- [Text section]:
......

# Would you use this in a Stihl?



## infinitymike (Aug 25, 2013)

Was going to by a gallon of Stihl Woodcutters bar and chain oil at the Ace True Value which is an authorized Stihl dealer.
Its $30+tax for a gallon.
I can by this and it would be like getting 2 gallons for free.
Shipping is $9
http://goosegear.com/770305-bar-and-chain-oil-by-the-case-1-gal-bottles

Also, What about the 2 cycle oil, it $3 for one bottle to make one gallon.


----------



## clemsonfor (Aug 25, 2013)

No I would not pay $30/gallon for bar oil  I buy poulan at Walmart or supertec. Or what's o. Sale at TSC.  

As to oil for gas I just buy husqvarna semi syn oil at Lowes for like $6 for a bottle that makes 6 gallons or so. It also has a fuel stabilizer in it. I have use. This stuff when its a year old no issues. But I go through about 5 gallons a year now so it does not sit as long anymore.


----------



## StihlHead (Aug 25, 2013)

Not to get too deep into an oil war here, but you can use any good bar oil in a Stihl (or any brand saw, pro or non-pro). Just use a clean virgin oil with a tackifier, or an organic oil. Used oils are to be avoided. I buy a local brand bar oil made for chainsaws with a red dye added, and it is $10 a gallon. I have also used Husky and Poulan bar oil (same company), Stihl, and other brands. Wal-Mart oil tends to be variable and too thin. Here they do not sell winter grade bar oil, but that can be a problem in your area when temps get below freezing. I leave the saws and oil inside overnight before cutting in the winter, and too cold/thick an oil has never been a problem for me.

......

- [Dataset section]:
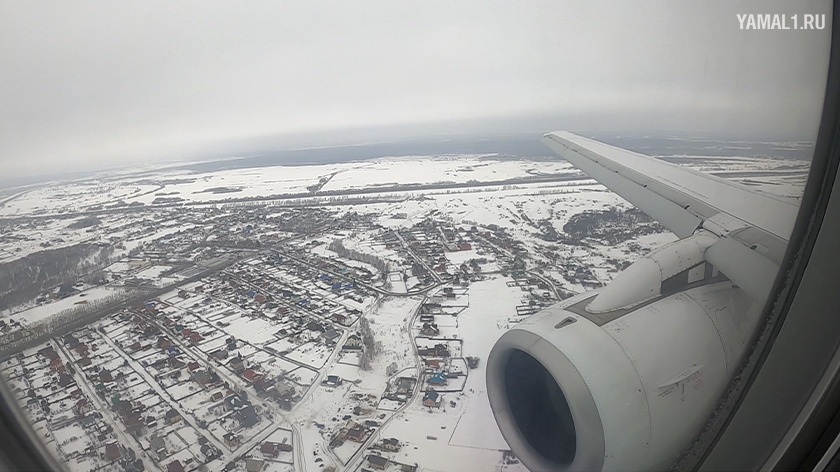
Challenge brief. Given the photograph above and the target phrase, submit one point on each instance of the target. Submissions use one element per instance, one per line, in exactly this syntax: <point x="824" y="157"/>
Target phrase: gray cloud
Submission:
<point x="86" y="84"/>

......

- [Task statement]:
Can you quote the stretch of the bar oil thread that opens with the words containing "No I would not" and closes with "StihlHead (Aug 25, 2013)", word for word?

- [Solved problem]:
No I would not pay $30/gallon for bar oil  I buy poulan at Walmart or supertec. Or what's o. Sale at TSC.  

As to oil for gas I just buy husqvarna semi syn oil at Lowes for like $6 for a bottle that makes 6 gallons or so. It also has a fuel stabilizer in it. I have use. This stuff when its a year old no issues. But I go through about 5 gallons a year now so it does not sit as long anymore.


----------



## StihlHead (Aug 25, 2013)